= OBJECTIVE =
Rewrite each of the following items with "trail-cam image" replaced by "camera frame" and everything else unchanged. Leave the pictures out.

= MATERIAL TO PROCESS =

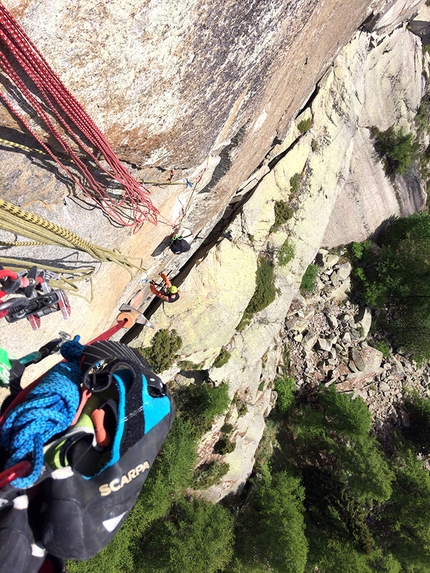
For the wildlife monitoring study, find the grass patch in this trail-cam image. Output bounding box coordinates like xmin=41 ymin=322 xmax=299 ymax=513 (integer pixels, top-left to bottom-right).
xmin=275 ymin=375 xmax=296 ymax=414
xmin=213 ymin=348 xmax=231 ymax=368
xmin=236 ymin=257 xmax=276 ymax=330
xmin=270 ymin=201 xmax=294 ymax=233
xmin=290 ymin=173 xmax=302 ymax=197
xmin=300 ymin=264 xmax=318 ymax=294
xmin=194 ymin=460 xmax=230 ymax=489
xmin=214 ymin=436 xmax=236 ymax=456
xmin=278 ymin=239 xmax=295 ymax=267
xmin=297 ymin=117 xmax=312 ymax=133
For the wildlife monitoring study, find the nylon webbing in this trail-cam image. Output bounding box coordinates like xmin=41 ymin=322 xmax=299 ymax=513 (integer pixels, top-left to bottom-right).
xmin=0 ymin=199 xmax=145 ymax=273
xmin=0 ymin=4 xmax=159 ymax=228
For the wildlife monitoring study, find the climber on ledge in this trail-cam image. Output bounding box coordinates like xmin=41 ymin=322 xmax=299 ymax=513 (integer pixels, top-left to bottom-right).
xmin=149 ymin=273 xmax=180 ymax=302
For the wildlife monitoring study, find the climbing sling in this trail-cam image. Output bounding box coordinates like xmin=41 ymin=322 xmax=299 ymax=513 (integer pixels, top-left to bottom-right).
xmin=0 ymin=327 xmax=175 ymax=573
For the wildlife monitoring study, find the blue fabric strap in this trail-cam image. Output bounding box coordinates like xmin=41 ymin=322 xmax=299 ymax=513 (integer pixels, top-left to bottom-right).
xmin=0 ymin=362 xmax=81 ymax=489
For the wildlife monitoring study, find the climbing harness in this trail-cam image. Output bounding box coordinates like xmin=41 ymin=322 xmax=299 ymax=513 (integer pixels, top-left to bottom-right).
xmin=0 ymin=4 xmax=159 ymax=229
xmin=0 ymin=267 xmax=70 ymax=330
xmin=0 ymin=323 xmax=175 ymax=573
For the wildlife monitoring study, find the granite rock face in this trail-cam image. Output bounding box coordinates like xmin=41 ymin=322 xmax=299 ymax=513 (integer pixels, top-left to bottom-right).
xmin=0 ymin=0 xmax=426 ymax=501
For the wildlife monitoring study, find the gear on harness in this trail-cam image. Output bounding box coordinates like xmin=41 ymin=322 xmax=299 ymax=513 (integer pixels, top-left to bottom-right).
xmin=0 ymin=267 xmax=70 ymax=330
xmin=0 ymin=329 xmax=175 ymax=573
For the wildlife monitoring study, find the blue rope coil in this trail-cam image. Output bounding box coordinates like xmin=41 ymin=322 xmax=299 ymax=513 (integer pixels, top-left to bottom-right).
xmin=0 ymin=360 xmax=83 ymax=489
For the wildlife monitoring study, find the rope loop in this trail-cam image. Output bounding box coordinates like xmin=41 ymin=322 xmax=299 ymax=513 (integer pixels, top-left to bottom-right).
xmin=0 ymin=362 xmax=81 ymax=489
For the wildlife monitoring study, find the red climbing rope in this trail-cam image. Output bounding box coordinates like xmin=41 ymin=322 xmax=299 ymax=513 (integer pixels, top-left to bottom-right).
xmin=0 ymin=4 xmax=159 ymax=229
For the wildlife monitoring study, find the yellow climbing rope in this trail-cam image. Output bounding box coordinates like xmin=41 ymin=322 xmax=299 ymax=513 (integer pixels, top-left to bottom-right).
xmin=0 ymin=199 xmax=145 ymax=274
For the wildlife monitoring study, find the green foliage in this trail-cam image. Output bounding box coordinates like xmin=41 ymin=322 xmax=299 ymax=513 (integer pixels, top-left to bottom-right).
xmin=378 ymin=446 xmax=430 ymax=573
xmin=236 ymin=472 xmax=308 ymax=573
xmin=136 ymin=499 xmax=233 ymax=573
xmin=67 ymin=419 xmax=197 ymax=573
xmin=300 ymin=264 xmax=318 ymax=294
xmin=213 ymin=348 xmax=231 ymax=368
xmin=290 ymin=173 xmax=302 ymax=197
xmin=194 ymin=460 xmax=230 ymax=489
xmin=352 ymin=213 xmax=430 ymax=361
xmin=270 ymin=201 xmax=294 ymax=233
xmin=139 ymin=328 xmax=182 ymax=372
xmin=275 ymin=375 xmax=296 ymax=414
xmin=214 ymin=436 xmax=236 ymax=456
xmin=278 ymin=239 xmax=295 ymax=267
xmin=237 ymin=257 xmax=276 ymax=330
xmin=66 ymin=515 xmax=135 ymax=573
xmin=134 ymin=418 xmax=197 ymax=531
xmin=414 ymin=99 xmax=430 ymax=133
xmin=176 ymin=382 xmax=230 ymax=437
xmin=350 ymin=241 xmax=372 ymax=261
xmin=403 ymin=393 xmax=430 ymax=457
xmin=297 ymin=117 xmax=312 ymax=133
xmin=372 ymin=127 xmax=419 ymax=175
xmin=178 ymin=360 xmax=203 ymax=372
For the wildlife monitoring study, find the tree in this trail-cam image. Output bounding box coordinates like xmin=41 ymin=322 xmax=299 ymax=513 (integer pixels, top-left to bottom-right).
xmin=372 ymin=126 xmax=419 ymax=175
xmin=376 ymin=444 xmax=430 ymax=573
xmin=136 ymin=499 xmax=234 ymax=573
xmin=353 ymin=213 xmax=430 ymax=361
xmin=236 ymin=470 xmax=308 ymax=573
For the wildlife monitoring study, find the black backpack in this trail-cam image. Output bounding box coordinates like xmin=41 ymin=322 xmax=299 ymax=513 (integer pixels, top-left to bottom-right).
xmin=170 ymin=237 xmax=191 ymax=255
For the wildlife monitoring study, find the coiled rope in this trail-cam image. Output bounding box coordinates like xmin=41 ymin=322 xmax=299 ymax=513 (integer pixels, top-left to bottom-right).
xmin=0 ymin=199 xmax=145 ymax=273
xmin=0 ymin=362 xmax=81 ymax=489
xmin=0 ymin=4 xmax=159 ymax=229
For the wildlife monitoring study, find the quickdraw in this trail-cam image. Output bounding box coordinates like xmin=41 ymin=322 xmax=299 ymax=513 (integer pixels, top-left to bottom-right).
xmin=0 ymin=267 xmax=70 ymax=330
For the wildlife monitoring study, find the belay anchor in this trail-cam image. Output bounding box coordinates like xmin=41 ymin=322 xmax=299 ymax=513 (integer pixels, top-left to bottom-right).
xmin=0 ymin=267 xmax=70 ymax=330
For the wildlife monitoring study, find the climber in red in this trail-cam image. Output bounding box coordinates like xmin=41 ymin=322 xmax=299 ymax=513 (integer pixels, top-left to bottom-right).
xmin=149 ymin=273 xmax=180 ymax=302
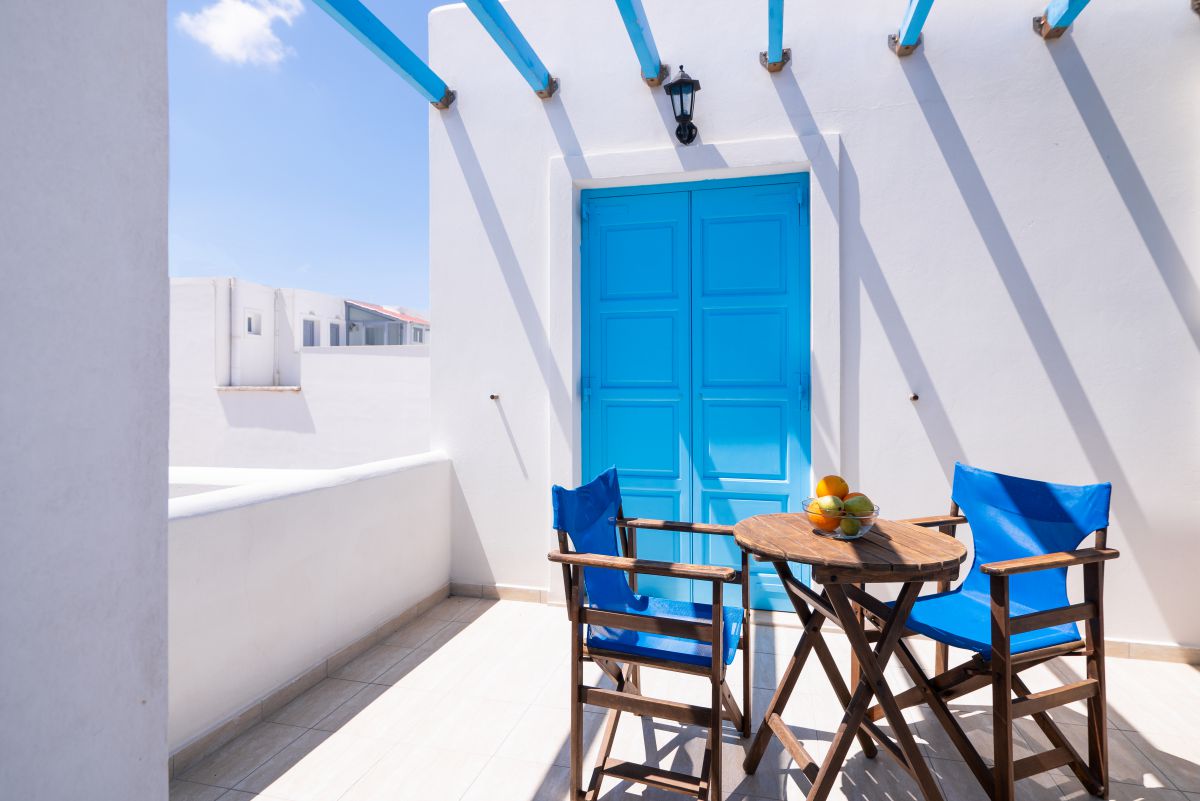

= COMPLETED TASK =
For the wildlife monitoring study, find the grass patch in this camera frame. Output bounding box coordinates like xmin=41 ymin=322 xmax=299 ymax=513 (integer pixels, top-left to bottom-right).
xmin=275 ymin=375 xmax=296 ymax=414
xmin=213 ymin=348 xmax=231 ymax=368
xmin=236 ymin=257 xmax=276 ymax=330
xmin=270 ymin=201 xmax=294 ymax=233
xmin=290 ymin=173 xmax=302 ymax=197
xmin=300 ymin=264 xmax=318 ymax=294
xmin=194 ymin=460 xmax=230 ymax=489
xmin=214 ymin=436 xmax=236 ymax=456
xmin=278 ymin=239 xmax=295 ymax=267
xmin=297 ymin=117 xmax=312 ymax=133
For the wildlife monitoring study, find the nylon webbing in this camera frame. Output bounding box coordinates like xmin=41 ymin=322 xmax=299 ymax=513 (integer pixels, top-left to bottom-right).
xmin=0 ymin=199 xmax=145 ymax=273
xmin=0 ymin=4 xmax=159 ymax=228
For the wildlife monitoring study, find the climber on ledge in this camera frame. Output bounding box coordinates like xmin=41 ymin=322 xmax=299 ymax=513 (integer pixels, top-left to bottom-right).
xmin=149 ymin=273 xmax=180 ymax=302
For the wildlife monitoring study, find the climbing sling in this camera frame. Output bounding box coordinates like xmin=41 ymin=322 xmax=299 ymax=513 (integer pixels, top-left to bottom-right).
xmin=0 ymin=327 xmax=175 ymax=573
For the wildlife monitoring study, find the blue fabric strap in this camera frame. Output bounding box coordinates like xmin=41 ymin=322 xmax=299 ymax=513 (integer pixels, top-left to bottom-right).
xmin=0 ymin=362 xmax=81 ymax=489
For the wildlife monitoring study, find the climbing harness in this camera frame. Output bounding box coordinates like xmin=41 ymin=322 xmax=299 ymax=513 (integer pixels, top-left to bottom-right).
xmin=0 ymin=4 xmax=159 ymax=229
xmin=0 ymin=267 xmax=70 ymax=330
xmin=0 ymin=323 xmax=175 ymax=573
For the wildlife monitoring study, find the granite rock face in this camera frame. Output bounding box coordinates like xmin=41 ymin=322 xmax=299 ymax=513 (integer pixels, top-left to bottom-right).
xmin=0 ymin=0 xmax=426 ymax=501
For the wildlife monitoring study, find the gear on harness in this camera frame. Output bounding box coordinates like xmin=41 ymin=322 xmax=299 ymax=513 (integer pixels, top-left to bottom-right).
xmin=0 ymin=267 xmax=70 ymax=330
xmin=0 ymin=329 xmax=175 ymax=573
For the wildlife monitoring study, find the blue rope coil in this camera frame. Output bounding box coordinates like xmin=41 ymin=322 xmax=299 ymax=513 (integer pixels, top-left to bottom-right).
xmin=0 ymin=360 xmax=83 ymax=489
For the wildlife monitoring study, find the rope loop in this camera frame. Output bounding box coordinates like xmin=41 ymin=322 xmax=299 ymax=513 (integer pixels, top-left to bottom-right).
xmin=0 ymin=362 xmax=81 ymax=489
For the wildlife monitoring study, find the red climbing rope in this camera frame. Output bounding box coordinates like xmin=41 ymin=322 xmax=299 ymax=513 (integer pixels, top-left to bottom-right).
xmin=0 ymin=4 xmax=159 ymax=229
For the wildlife monitoring study, find the yellow climbing rope in this camera frame. Output bounding box coordinates like xmin=41 ymin=322 xmax=299 ymax=513 (integer pixels, top-left to bottom-right).
xmin=0 ymin=199 xmax=145 ymax=274
For the wildlife monitoring study, find the green foliage in this camera frame. Output bounding box coordinates like xmin=41 ymin=322 xmax=299 ymax=513 (integer pixels, top-left to bottom-right).
xmin=378 ymin=446 xmax=430 ymax=573
xmin=236 ymin=472 xmax=308 ymax=573
xmin=136 ymin=499 xmax=233 ymax=573
xmin=67 ymin=419 xmax=197 ymax=573
xmin=300 ymin=264 xmax=318 ymax=294
xmin=213 ymin=348 xmax=231 ymax=368
xmin=290 ymin=173 xmax=302 ymax=197
xmin=194 ymin=460 xmax=230 ymax=489
xmin=352 ymin=213 xmax=430 ymax=361
xmin=270 ymin=201 xmax=294 ymax=233
xmin=139 ymin=328 xmax=182 ymax=372
xmin=275 ymin=375 xmax=296 ymax=414
xmin=214 ymin=436 xmax=236 ymax=456
xmin=278 ymin=239 xmax=295 ymax=267
xmin=237 ymin=257 xmax=276 ymax=330
xmin=66 ymin=515 xmax=135 ymax=573
xmin=134 ymin=418 xmax=197 ymax=531
xmin=414 ymin=99 xmax=430 ymax=133
xmin=176 ymin=382 xmax=230 ymax=437
xmin=350 ymin=241 xmax=372 ymax=261
xmin=403 ymin=393 xmax=430 ymax=457
xmin=297 ymin=117 xmax=312 ymax=133
xmin=372 ymin=127 xmax=419 ymax=175
xmin=178 ymin=360 xmax=203 ymax=372
For the wildlife monitoring study, find the tree in this camera frame. Output bounding box coordinates like xmin=41 ymin=322 xmax=299 ymax=513 (integer pixels, top-left to bottom-right).
xmin=372 ymin=126 xmax=419 ymax=175
xmin=376 ymin=444 xmax=430 ymax=573
xmin=136 ymin=499 xmax=234 ymax=573
xmin=353 ymin=213 xmax=430 ymax=361
xmin=236 ymin=470 xmax=308 ymax=573
For the wildlife monitoring study, find the black backpack in this camera frame. Output bounding box coordinates like xmin=41 ymin=322 xmax=299 ymax=513 (integer pixels, top-left to bottom-right).
xmin=170 ymin=237 xmax=191 ymax=255
For the wildlife monitoring study, find the coiled rope in this camera frame. Output bounding box coordinates like xmin=41 ymin=322 xmax=299 ymax=513 (integer pixels, top-left to bottom-right).
xmin=0 ymin=199 xmax=145 ymax=273
xmin=0 ymin=362 xmax=81 ymax=489
xmin=0 ymin=4 xmax=159 ymax=229
For the wildlife monitoring study, find the quickdraw in this camera frame. Output bounding box coordinates like xmin=41 ymin=322 xmax=299 ymax=513 (integer pixels, top-left to bottom-right).
xmin=0 ymin=267 xmax=70 ymax=330
For the wildlife monitoring study, find the belay anchor in this camera frame. Output bounding box coordinates like xmin=41 ymin=322 xmax=299 ymax=513 (integer pixels, top-left to bottom-right).
xmin=0 ymin=267 xmax=70 ymax=330
For the wildlife monitoring study, find the climber in red in this camera frame. Output bounding box coordinates like xmin=41 ymin=322 xmax=299 ymax=513 (integer pixels, top-left to bottom-right).
xmin=149 ymin=273 xmax=180 ymax=302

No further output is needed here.